[Your goal]
Only the total should be returned: the number of lines in the data that hold the string "large".

——

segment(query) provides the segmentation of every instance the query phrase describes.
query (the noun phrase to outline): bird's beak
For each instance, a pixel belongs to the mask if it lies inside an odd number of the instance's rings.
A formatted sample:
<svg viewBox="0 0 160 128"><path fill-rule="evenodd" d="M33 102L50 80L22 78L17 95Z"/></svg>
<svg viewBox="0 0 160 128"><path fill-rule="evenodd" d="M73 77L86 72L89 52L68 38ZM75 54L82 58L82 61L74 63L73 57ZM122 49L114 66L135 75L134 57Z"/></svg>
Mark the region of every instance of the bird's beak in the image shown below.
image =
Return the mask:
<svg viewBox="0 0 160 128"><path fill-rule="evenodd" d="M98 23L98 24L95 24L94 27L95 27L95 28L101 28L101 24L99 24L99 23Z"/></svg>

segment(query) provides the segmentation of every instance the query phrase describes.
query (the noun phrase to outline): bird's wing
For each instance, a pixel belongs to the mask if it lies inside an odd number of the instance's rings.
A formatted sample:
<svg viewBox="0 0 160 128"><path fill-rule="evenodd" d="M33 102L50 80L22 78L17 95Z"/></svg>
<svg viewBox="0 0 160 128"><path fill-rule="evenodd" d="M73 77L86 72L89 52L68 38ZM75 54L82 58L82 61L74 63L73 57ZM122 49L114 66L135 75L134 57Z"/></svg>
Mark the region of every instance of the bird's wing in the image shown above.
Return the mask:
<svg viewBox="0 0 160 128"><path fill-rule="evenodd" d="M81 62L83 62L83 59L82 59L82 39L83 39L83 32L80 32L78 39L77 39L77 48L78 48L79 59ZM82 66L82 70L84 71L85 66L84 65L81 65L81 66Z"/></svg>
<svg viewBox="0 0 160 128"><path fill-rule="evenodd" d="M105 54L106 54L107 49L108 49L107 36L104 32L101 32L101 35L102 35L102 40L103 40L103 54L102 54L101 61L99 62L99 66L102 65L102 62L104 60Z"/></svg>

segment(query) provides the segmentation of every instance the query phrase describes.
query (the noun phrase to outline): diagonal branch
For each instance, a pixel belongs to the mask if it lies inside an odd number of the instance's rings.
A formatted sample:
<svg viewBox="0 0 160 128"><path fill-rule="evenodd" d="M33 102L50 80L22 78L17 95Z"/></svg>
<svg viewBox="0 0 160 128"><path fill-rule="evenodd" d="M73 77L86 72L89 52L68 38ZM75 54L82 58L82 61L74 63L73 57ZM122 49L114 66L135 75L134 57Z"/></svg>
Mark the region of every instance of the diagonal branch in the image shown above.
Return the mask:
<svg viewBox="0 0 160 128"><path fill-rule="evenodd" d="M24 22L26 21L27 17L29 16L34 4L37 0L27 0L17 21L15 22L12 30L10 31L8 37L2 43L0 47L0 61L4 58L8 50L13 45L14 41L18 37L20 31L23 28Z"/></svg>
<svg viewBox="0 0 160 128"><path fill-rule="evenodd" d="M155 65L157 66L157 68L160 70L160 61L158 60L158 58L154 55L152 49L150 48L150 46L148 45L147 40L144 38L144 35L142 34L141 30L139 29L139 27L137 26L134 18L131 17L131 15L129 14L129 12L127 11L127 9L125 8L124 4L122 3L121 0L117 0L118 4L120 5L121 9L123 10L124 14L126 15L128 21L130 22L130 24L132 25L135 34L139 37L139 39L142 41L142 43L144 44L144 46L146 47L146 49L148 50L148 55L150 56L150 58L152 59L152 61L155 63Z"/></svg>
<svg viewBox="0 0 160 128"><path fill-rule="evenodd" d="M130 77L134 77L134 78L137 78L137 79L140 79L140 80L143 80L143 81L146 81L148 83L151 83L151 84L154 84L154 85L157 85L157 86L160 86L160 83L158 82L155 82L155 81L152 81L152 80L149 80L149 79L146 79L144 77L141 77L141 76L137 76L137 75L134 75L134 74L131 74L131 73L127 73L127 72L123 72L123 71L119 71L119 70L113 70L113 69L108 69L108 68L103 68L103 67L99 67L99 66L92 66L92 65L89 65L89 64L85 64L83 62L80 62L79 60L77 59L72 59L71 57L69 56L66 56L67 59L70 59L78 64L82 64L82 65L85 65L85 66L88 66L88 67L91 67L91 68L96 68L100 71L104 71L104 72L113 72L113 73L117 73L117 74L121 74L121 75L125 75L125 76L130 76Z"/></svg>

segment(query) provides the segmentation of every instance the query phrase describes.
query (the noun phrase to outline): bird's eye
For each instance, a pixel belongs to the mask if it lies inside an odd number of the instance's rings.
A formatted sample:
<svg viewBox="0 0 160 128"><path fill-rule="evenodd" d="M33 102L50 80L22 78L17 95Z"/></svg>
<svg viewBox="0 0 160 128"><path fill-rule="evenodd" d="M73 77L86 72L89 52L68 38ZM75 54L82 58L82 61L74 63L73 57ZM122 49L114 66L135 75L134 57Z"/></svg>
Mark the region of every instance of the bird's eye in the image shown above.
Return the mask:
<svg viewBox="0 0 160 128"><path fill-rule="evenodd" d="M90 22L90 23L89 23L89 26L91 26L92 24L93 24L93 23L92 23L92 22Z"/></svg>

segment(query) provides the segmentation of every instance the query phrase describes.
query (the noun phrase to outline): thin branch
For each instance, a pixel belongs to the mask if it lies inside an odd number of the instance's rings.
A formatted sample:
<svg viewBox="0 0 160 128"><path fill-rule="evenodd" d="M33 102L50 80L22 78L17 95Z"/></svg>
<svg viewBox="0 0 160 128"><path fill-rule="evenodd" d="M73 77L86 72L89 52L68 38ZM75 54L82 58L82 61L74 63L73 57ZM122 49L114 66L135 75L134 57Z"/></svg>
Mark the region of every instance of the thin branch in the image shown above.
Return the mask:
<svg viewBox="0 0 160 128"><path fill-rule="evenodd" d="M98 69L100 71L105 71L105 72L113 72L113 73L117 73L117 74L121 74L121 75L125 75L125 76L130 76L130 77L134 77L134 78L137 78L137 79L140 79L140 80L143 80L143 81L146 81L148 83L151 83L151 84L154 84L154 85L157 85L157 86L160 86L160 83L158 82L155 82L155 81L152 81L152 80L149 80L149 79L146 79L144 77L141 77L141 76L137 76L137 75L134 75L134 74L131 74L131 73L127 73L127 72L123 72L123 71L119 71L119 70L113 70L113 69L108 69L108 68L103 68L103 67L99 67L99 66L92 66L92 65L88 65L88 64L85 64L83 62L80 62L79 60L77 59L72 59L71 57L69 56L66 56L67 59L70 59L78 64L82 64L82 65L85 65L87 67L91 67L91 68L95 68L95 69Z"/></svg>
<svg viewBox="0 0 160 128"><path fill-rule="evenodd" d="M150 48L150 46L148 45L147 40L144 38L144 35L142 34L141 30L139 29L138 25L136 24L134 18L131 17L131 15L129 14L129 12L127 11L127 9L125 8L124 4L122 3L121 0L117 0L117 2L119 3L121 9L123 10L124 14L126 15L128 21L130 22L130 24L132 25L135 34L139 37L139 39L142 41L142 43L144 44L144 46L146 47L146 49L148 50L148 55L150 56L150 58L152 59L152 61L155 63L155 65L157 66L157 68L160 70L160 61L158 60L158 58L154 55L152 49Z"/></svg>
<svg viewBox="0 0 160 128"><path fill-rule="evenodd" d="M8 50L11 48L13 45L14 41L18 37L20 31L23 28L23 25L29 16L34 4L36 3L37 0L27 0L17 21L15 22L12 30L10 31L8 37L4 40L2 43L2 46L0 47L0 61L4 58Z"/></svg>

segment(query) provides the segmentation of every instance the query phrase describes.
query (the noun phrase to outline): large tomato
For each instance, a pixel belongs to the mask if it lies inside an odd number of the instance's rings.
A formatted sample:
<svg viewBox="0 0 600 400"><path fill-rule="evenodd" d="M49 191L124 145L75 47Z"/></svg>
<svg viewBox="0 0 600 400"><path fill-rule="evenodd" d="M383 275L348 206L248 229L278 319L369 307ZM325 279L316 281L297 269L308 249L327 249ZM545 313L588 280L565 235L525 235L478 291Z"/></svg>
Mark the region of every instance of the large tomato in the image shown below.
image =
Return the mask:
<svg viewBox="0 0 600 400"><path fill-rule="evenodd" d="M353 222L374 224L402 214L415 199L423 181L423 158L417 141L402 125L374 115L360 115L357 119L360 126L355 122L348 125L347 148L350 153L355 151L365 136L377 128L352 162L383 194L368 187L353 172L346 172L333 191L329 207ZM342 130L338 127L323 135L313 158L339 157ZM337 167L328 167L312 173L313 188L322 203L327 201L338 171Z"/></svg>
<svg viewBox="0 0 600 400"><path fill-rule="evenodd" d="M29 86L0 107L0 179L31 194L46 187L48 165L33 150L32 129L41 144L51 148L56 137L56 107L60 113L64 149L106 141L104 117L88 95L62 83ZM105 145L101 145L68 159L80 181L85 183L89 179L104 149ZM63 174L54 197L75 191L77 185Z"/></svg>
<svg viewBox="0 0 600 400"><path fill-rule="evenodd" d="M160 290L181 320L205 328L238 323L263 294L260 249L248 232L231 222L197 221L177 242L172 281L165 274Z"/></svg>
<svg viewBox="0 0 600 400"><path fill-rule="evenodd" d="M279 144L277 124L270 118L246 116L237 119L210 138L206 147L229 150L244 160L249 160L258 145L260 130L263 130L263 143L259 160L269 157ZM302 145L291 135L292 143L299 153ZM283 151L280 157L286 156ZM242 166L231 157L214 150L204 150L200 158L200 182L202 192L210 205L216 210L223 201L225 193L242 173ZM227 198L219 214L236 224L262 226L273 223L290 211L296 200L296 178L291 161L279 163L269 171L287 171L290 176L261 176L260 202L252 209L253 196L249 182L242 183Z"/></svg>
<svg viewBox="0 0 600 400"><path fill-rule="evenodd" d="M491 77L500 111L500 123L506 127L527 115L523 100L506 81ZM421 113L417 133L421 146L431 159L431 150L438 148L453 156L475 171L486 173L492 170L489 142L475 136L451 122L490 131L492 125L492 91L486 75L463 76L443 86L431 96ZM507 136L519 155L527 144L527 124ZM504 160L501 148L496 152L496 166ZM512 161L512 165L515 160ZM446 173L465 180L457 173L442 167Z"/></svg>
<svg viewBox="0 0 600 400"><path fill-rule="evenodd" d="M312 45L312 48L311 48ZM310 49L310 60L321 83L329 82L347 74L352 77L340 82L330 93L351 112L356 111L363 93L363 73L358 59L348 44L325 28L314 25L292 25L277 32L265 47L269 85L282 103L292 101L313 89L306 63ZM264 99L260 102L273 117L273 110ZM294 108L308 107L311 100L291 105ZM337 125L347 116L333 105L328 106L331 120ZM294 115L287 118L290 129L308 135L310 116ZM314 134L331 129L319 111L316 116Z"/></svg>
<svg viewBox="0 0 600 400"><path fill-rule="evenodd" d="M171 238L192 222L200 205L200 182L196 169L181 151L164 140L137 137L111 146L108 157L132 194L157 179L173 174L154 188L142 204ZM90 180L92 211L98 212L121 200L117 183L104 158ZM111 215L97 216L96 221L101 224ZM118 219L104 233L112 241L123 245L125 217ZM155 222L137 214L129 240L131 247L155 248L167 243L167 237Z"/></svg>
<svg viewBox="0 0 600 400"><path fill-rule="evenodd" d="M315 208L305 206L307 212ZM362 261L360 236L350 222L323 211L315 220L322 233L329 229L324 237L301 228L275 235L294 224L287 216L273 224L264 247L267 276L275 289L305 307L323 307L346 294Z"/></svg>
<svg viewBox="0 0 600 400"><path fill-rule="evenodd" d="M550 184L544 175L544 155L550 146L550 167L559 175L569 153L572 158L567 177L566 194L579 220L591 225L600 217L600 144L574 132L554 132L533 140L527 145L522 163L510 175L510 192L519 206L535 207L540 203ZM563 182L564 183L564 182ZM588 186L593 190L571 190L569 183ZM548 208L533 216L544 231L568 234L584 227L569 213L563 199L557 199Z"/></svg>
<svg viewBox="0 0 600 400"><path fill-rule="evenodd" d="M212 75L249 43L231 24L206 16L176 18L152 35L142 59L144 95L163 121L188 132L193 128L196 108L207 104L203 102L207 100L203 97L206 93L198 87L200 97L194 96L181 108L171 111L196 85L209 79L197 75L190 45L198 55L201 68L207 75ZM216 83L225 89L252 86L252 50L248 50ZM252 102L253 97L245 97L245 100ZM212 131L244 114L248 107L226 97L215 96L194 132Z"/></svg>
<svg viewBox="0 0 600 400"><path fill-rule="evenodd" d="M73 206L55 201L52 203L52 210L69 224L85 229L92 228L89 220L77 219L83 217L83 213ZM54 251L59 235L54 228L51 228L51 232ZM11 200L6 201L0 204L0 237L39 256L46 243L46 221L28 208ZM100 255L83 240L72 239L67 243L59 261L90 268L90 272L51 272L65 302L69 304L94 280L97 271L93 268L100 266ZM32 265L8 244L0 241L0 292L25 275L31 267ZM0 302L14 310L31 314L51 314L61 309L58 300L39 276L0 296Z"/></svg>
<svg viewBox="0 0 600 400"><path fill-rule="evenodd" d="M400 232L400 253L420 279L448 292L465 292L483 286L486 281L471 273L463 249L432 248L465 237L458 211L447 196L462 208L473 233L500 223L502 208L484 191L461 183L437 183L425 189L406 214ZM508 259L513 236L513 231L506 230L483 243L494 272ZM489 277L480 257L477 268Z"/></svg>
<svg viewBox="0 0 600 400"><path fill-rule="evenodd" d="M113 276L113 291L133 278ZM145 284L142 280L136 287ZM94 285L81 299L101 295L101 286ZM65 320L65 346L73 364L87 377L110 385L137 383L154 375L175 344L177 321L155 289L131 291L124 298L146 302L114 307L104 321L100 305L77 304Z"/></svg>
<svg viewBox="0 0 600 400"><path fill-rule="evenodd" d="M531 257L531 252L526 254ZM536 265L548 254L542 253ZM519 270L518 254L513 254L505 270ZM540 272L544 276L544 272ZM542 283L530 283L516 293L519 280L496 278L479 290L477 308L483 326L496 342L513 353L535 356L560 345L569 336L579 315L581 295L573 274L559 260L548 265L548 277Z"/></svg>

——

[Solution for this exercise]
2